INSTRUCTIONS FOR THE TASK
Repeat every line of the data below word for word, changing nothing.
····················
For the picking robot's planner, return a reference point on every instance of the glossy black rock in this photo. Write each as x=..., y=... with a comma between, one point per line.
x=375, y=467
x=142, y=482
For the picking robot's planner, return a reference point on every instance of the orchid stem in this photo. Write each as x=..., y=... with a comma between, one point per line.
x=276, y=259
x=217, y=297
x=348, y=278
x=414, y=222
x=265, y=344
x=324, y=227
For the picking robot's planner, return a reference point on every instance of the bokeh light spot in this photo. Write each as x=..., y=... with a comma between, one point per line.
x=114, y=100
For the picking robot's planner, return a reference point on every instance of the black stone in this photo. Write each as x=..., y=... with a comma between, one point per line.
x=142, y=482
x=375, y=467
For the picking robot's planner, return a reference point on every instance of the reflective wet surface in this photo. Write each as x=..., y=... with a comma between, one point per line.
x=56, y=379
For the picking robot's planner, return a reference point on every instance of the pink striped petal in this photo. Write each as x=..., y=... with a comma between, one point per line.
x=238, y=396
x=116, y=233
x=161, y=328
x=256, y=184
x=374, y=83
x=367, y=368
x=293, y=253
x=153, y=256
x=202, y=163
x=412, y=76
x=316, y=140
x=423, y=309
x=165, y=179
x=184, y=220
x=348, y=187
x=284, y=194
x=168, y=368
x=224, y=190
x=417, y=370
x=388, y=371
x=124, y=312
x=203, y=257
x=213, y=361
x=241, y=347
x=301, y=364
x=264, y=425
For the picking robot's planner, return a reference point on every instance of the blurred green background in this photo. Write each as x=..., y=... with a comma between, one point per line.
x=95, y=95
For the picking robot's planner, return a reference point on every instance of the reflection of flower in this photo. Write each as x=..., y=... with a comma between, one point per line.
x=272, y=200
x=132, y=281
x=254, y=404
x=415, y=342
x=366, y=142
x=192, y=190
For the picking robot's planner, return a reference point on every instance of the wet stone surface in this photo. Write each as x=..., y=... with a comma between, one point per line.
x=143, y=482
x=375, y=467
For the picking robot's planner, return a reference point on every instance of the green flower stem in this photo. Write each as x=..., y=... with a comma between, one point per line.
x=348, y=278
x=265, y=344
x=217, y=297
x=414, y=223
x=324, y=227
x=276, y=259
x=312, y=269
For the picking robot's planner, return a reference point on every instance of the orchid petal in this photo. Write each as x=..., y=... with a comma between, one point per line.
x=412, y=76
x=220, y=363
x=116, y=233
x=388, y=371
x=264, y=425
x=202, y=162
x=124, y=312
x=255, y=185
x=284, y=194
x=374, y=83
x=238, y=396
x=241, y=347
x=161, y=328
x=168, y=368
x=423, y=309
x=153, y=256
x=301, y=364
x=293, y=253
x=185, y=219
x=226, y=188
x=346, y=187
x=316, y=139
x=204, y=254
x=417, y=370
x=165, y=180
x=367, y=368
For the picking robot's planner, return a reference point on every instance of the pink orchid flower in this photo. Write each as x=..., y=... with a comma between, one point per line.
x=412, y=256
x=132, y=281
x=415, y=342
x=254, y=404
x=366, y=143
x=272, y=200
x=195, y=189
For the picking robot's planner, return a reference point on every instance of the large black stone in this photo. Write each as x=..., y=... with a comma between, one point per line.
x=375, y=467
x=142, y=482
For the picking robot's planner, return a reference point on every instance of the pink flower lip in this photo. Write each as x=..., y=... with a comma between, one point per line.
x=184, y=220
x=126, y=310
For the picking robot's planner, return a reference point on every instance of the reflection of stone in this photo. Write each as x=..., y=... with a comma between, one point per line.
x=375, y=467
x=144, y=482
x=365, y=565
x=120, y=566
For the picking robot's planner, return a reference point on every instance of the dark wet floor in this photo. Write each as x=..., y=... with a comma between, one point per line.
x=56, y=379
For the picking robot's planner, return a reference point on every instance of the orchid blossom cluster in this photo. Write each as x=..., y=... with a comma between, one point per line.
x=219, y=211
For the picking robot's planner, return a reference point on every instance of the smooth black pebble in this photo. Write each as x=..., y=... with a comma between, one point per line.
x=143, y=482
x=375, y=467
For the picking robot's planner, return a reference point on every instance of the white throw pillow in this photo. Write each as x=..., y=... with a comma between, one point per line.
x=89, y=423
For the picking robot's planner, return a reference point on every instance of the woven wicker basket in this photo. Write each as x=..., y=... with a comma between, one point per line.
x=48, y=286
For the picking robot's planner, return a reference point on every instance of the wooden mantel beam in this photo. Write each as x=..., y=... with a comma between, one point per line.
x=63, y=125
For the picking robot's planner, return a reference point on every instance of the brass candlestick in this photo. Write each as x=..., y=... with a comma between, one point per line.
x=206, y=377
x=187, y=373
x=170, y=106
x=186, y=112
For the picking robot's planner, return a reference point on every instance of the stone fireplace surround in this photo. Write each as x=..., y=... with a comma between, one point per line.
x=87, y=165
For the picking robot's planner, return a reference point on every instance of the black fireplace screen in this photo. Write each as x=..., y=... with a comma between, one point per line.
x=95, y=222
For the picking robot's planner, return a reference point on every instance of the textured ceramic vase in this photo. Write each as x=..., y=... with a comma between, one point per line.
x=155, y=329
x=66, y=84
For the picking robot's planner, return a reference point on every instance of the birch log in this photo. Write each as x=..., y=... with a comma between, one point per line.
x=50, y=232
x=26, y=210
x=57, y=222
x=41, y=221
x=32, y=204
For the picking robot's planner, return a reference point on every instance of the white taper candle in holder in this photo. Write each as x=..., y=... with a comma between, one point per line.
····················
FULL SOLUTION
For the picking robot's planner, return a reference point on every instance of the glossy black rock in this photo. Write each as x=..., y=... with a comma between, one point per line.
x=375, y=467
x=142, y=482
For the picking robot's planner, return a reference point on every instance of the orchid stem in this photo. Write each as x=..., y=... with a comma between, one point per line.
x=276, y=259
x=217, y=297
x=348, y=278
x=414, y=222
x=265, y=344
x=324, y=227
For the picking robot's planner, return a reference point on every instance of the bokeh light spot in this photo. Write each as x=..., y=... with a comma between, one point per line.
x=114, y=100
For the picking robot's planner, return a reference point on every instance of the black stone in this photo. Write each as x=..., y=... with a comma between, one point per line.
x=142, y=482
x=375, y=467
For the picking robot's planner, return a reference point on every instance of the reflective wet surface in this photo. Write each as x=..., y=... with a comma between, one point per line.
x=56, y=379
For the picking robot's planner, return a reference point on every instance of the pink striped petal in this photo. Write each as x=..., y=... with a comma between, one point per line.
x=238, y=396
x=116, y=233
x=161, y=328
x=256, y=184
x=374, y=83
x=367, y=368
x=293, y=253
x=153, y=256
x=202, y=163
x=412, y=76
x=316, y=140
x=423, y=309
x=165, y=179
x=184, y=220
x=348, y=187
x=284, y=194
x=168, y=368
x=224, y=190
x=417, y=370
x=388, y=371
x=124, y=312
x=203, y=257
x=213, y=361
x=241, y=347
x=301, y=364
x=264, y=425
For the picking robot's planner, return a reference point on every instance of the blurred green background in this photo. Write each as x=..., y=... with a comma between, one point per line.
x=95, y=95
For the picking robot's planner, return a reference point on every instance of the reflection of flower in this photo. Write each as x=..., y=... with a comma between, one point per line.
x=272, y=200
x=132, y=281
x=254, y=404
x=415, y=342
x=366, y=142
x=192, y=190
For the picking robot's planner, return a reference point on every instance of the wet stone surface in this photo. Write each as x=..., y=... with a comma between, one point per line.
x=143, y=482
x=375, y=467
For the picking robot's planner, return a reference point on every instance of the green flower stem in this photo. Write each as x=..., y=... with a comma between, one point per line.
x=348, y=278
x=265, y=344
x=217, y=297
x=414, y=223
x=324, y=227
x=276, y=259
x=312, y=269
For the picking robot's planner, return a reference point on every instance of the orchid petal in this photo. Write each as x=..., y=... with a comma between, one point per line.
x=412, y=76
x=220, y=363
x=116, y=233
x=388, y=371
x=264, y=425
x=202, y=162
x=124, y=312
x=255, y=185
x=284, y=194
x=374, y=83
x=238, y=396
x=241, y=347
x=161, y=328
x=168, y=368
x=423, y=309
x=153, y=256
x=301, y=364
x=293, y=253
x=185, y=219
x=226, y=188
x=346, y=187
x=316, y=139
x=204, y=254
x=417, y=370
x=165, y=180
x=367, y=368
For the picking robot's planner, return a reference point on every instance of the pink orchid flower in this photo. Write each as x=..., y=... with a comma between, one point per line.
x=412, y=256
x=132, y=281
x=415, y=342
x=254, y=404
x=366, y=143
x=272, y=200
x=195, y=189
For the picking robot's planner, return a reference point on every instance of the large black stone in this photo. Write each as x=..., y=... with a comma between, one point per line.
x=375, y=467
x=142, y=482
For the picking robot's planner, return a reference point on every instance of the pink flower lip in this photo. Write each as x=..., y=... with a comma between, one point per line.
x=184, y=220
x=126, y=310
For the picking robot's planner, return a reference point on every instance of the reflection of stone in this photo. Write each as x=..., y=... with a comma between, one point per line.
x=375, y=467
x=144, y=482
x=365, y=565
x=120, y=566
For the picking robot's planner, return a reference point on every instance of the dark wet floor in this photo. Write each as x=..., y=... with a comma between, one point per line.
x=56, y=379
For the picking robot's planner, return a reference point on every instance of the orchid blossom cluster in this photo. Write each as x=..., y=... with a comma between, one point per line.
x=219, y=211
For the picking robot's planner, return a reference point on every instance of the smooth black pebble in this photo. Write each as x=..., y=... with a comma between, one point per line.
x=143, y=482
x=375, y=467
For the picking robot's planner, return a reference point on every instance of the white throw pillow in this photo. Write each as x=..., y=... with a comma between, one point per line.
x=89, y=423
For the picking robot's planner, return a reference point on every instance of the woven wicker basket in this photo. Write each as x=..., y=... with a comma between, one point per line.
x=48, y=286
For the picking robot's planner, return a reference point on every instance of the wooden mantel beam in this photo. Write each as x=..., y=... with a comma between, one point per line.
x=63, y=125
For the picking robot's planner, return a reference point on every instance of the brass candlestick in this photo. Write each as x=..., y=... with a comma between, one point per line.
x=206, y=377
x=187, y=373
x=170, y=106
x=186, y=112
For the picking robot's planner, return a reference point on every instance of the stone fireplace surround in this photo. Write each as x=..., y=... with a comma between, one point per line.
x=87, y=165
For the picking robot's planner, return a reference point on every instance of the black fireplace screen in this photo. Write each as x=..., y=... with a comma between, one point per line.
x=95, y=222
For the picking robot's planner, return a reference point on every instance of the textured ceramic vase in this photo. Write each as x=..., y=... with a comma between, one point per line.
x=155, y=329
x=66, y=84
For the picking robot's planner, return a reference point on every instance of the birch log in this photo. Write each as x=..., y=... with a comma between, one point per line.
x=50, y=232
x=26, y=210
x=57, y=222
x=41, y=221
x=32, y=204
For the picking robot's planner, return a reference point on every instance of the white taper candle in holder in this photo. Write each as x=..., y=... with a comma between, one point per line.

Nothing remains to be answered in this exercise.